## Page extract
The prefectures of Miyagi, Iwate and Fukushima were hit hardest by the March 2011 disaster, which generated “unexpectedly large” tsunami and left more than 18,000 people dead or missing. In these areas, too, estimates on which areas would be submerged have been put off until more progress is made on reconstruction work. “We can’t make an accurate forecast until the construction of seawalls and work to elevate ground has been completed,” a spokesman for the Miyagi prefectural government said.
The Tokyo metropolitan government said it was already implementing countermeasures based on estimates it had calculated independently of the tsunami law.
In August 2014, the central government predicted the height of tsunami that could hit prefectures facing the Sea of Japan coast. However, many prefectures along this coast have been slow to respond and address the potential danger, the Yomiuri investigation found.
“Each region has its own conditions and circumstances, so we can’t impose a uniform time frame on them to make these designations,” an official of the Land, Infrastructure, Transport and Tourism Ministry said.

## Data section

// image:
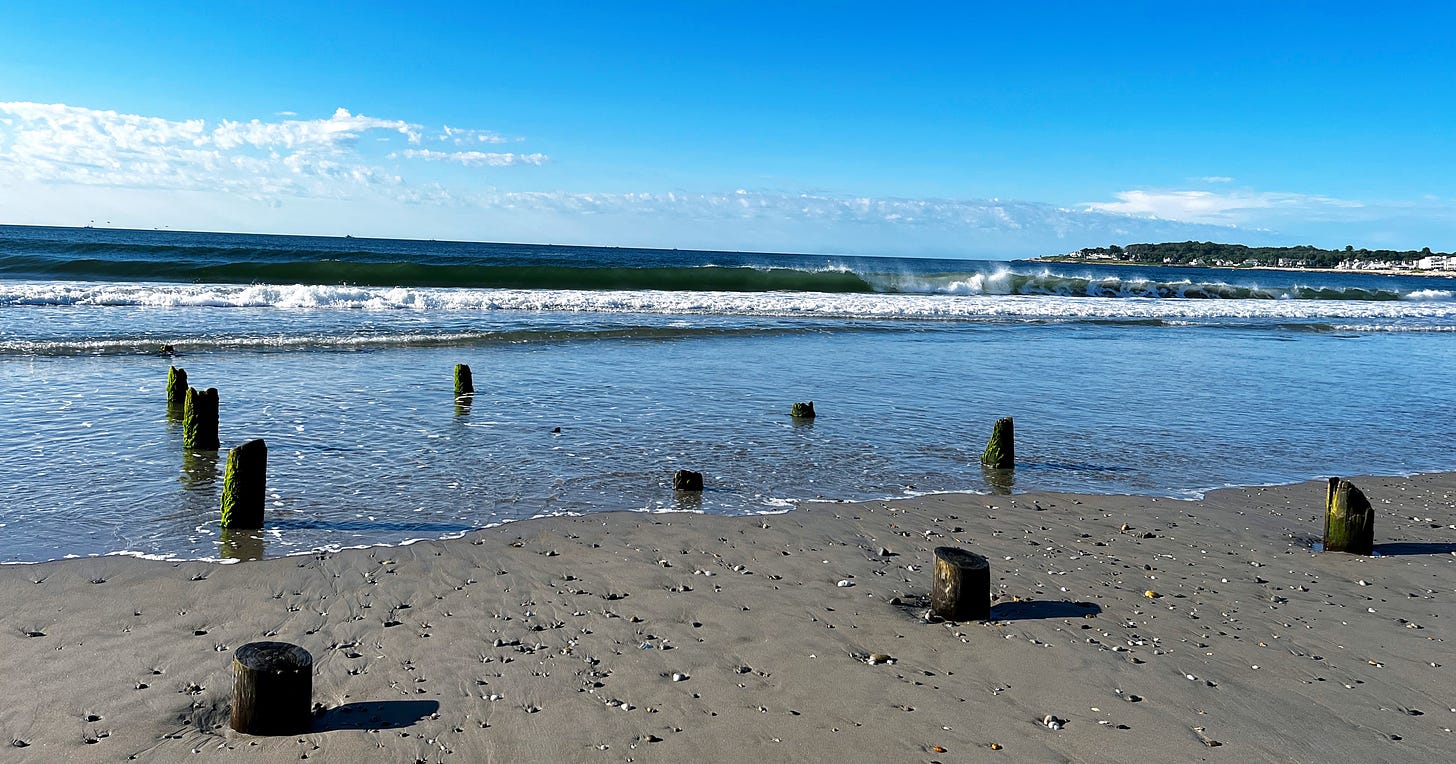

## Exercises to complete
1. Name each prefecture that the tsunami preparedness text says was hit hardest by the March 2011 disaster.
2. Write the next part of the tsunami preparedness text, picking up after its final sentence.

## Final results
1. Miyagi, Iwate, Fukushima

2.
Yoshiaki Kawata, a member of the government’s Central Disaster Prevention Council who has been involved in estimating the damage that could be caused by a major earthquake along the Nankai Trough and other quakes, is urging prefectural governments to give this work greater priority.
“Many people died in the Great East Japan Earthquake because the dangers of tsunami had been forgotten,” said Kawata, who is a professor at Kansai University. “If warning areas aren’t designated, I fear this danger will be forgotten as the generations change. Worries about falling land prices and population outflows are understandable, but I want local government leaders to remember the catastrophe that happened four years ago and make even a little progress with designating these areas.”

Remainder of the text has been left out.